Excerpted data:
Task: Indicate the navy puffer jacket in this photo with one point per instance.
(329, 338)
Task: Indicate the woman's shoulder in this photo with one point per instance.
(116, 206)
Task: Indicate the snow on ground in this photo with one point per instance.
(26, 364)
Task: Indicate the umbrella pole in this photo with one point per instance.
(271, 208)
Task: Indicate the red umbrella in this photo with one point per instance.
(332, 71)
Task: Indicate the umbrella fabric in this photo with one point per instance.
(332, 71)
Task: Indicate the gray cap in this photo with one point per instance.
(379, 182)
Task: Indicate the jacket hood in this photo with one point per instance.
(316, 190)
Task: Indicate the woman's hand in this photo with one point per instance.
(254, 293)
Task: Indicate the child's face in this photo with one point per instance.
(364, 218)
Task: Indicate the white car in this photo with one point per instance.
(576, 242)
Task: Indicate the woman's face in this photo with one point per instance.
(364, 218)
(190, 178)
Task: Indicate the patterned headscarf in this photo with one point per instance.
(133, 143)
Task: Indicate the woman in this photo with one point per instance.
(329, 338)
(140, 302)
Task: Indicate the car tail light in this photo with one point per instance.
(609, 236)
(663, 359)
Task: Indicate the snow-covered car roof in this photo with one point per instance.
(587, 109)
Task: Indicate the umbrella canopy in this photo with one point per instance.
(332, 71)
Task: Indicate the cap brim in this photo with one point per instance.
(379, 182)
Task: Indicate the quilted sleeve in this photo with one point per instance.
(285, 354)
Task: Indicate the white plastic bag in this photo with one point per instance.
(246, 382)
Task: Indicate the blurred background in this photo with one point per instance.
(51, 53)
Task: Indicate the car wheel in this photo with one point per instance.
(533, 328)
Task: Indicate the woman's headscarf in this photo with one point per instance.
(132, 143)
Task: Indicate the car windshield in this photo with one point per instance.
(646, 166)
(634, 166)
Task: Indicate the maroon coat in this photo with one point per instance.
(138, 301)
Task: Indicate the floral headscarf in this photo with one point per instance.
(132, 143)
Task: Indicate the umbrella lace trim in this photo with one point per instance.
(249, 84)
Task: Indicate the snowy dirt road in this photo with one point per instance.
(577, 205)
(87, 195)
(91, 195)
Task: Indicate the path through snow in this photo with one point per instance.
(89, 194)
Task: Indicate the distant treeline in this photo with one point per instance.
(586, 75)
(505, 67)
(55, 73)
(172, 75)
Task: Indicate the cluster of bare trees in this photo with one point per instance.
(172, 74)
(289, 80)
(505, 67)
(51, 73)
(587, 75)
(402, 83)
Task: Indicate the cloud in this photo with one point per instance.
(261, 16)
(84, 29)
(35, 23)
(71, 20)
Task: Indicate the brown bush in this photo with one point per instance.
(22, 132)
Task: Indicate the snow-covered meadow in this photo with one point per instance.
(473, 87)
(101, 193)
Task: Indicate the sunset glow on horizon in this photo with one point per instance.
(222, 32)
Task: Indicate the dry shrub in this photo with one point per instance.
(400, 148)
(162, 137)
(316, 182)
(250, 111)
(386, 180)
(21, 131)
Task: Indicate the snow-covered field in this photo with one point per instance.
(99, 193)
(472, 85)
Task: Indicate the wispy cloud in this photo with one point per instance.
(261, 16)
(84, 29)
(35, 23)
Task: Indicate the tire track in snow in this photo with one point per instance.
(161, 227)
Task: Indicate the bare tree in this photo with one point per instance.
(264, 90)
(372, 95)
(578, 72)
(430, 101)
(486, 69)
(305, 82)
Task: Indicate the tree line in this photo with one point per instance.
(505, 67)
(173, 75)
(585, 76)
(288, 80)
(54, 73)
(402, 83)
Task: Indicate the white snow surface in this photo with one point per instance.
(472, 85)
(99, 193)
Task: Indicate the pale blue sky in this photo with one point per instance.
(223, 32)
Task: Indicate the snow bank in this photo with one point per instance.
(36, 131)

Written problem:
Write out every record shown above, word for word.

Written answer:
Task: Indicate the navy puffer jacket in this photo with one point per instance.
(329, 338)
Task: Indicate the woman's shoulder in this photo with one point per instance.
(116, 206)
Task: Indicate the snow on ground in this photo with one point per instance.
(26, 364)
Task: Indicate the umbrella pole in this photo with one point per instance.
(271, 208)
Task: Indicate the red umbrella in this photo with one point per instance.
(332, 71)
Task: Indicate the umbrella fabric in this photo with one point per instance.
(332, 71)
Task: Indicate the gray cap in this photo with one point per instance.
(379, 182)
Task: Indicate the jacket hood in this photo with one point per instance.
(316, 190)
Task: Indicate the woman's hand in this photo with one point per instance.
(254, 293)
Task: Indicate the child's face in this photo with one point per instance.
(364, 218)
Task: Indicate the white car in this photo with one point per instance.
(576, 242)
Task: Indicate the woman's face in this photo with one point per instance.
(364, 218)
(190, 178)
Task: Indicate the patterned headscarf in this photo with one point per instance.
(133, 143)
Task: Indicate the woman in this photo with one point per instance.
(329, 338)
(140, 302)
Task: Indicate the car tail light in this photo with one point per instance.
(609, 236)
(663, 359)
Task: Indicate the snow-covered car roof in this photo with one point per instance.
(587, 109)
Task: Indicate the umbrella canopy in this photo with one point per instance.
(332, 71)
Task: Indicate the cap brim in this photo with one point per instance.
(379, 182)
Task: Indicate the quilted sleeve in this photo with one point per instance.
(285, 354)
Task: Indicate the white plastic bag in this photo with one point per instance.
(246, 382)
Task: Indicate the blurred background in this photo with one point per instance.
(51, 53)
Task: Indicate the car wheel in this photo with one point per instance.
(533, 328)
Task: Indicate the woman's headscarf in this photo with one point per instance.
(132, 143)
Task: Indicate the car windshield in this photo with one point per instance.
(646, 166)
(634, 166)
Task: Indicate the maroon coat in this photo with one point per instance.
(138, 301)
Task: Indicate the floral headscarf in this photo with one point per instance.
(132, 143)
Task: Indicate the umbrella lace trim in this photo with one point per instance.
(249, 84)
Task: Indicate the snowy dirt road in this photo with one point per instance.
(577, 205)
(87, 195)
(91, 195)
Task: Indicate the path through snow in this photo with one point per instance.
(89, 194)
Task: Indicate the distant treeline in this photo with one point per instance.
(586, 75)
(505, 67)
(55, 73)
(172, 75)
Task: Indicate the cluster of bare trees in this photo with one point per instance.
(172, 74)
(289, 80)
(505, 67)
(51, 73)
(587, 75)
(402, 83)
Task: Indicate the cloud in this photo with one point per instance.
(261, 16)
(84, 29)
(35, 23)
(71, 20)
Task: Indicate the brown bush in this photo with one point per instance.
(22, 132)
Task: Indicate the snow-covered meadow in this photo with one point per instance.
(473, 87)
(101, 193)
Task: Indicate the sunset glow on horizon in this photo with one point per instance.
(222, 32)
Task: Indicate the dry shrub in this photo with one point per instance.
(400, 148)
(162, 137)
(316, 182)
(250, 111)
(386, 180)
(21, 131)
Task: Indicate the snow-covered field in this photo with one point per instance.
(99, 193)
(472, 85)
Task: Indicate the wispy cloud in this photo with one point per instance.
(261, 16)
(84, 29)
(35, 23)
Task: Indicate the tire track in snow in this photo with one point per instance.
(161, 227)
Task: Indicate the bare tree in this photo with one point per instance.
(264, 90)
(372, 95)
(578, 72)
(430, 101)
(486, 69)
(305, 82)
Task: Indicate the tree line in this photo with one point per instance.
(505, 67)
(173, 75)
(585, 76)
(288, 80)
(54, 73)
(402, 83)
Task: Indicate the white snow surface in this photo with one point per instance.
(472, 85)
(99, 193)
Task: Indicate the pale blue sky in this photo with one point per instance.
(223, 32)
Task: Indicate the snow bank in this photo with one point per instance.
(36, 131)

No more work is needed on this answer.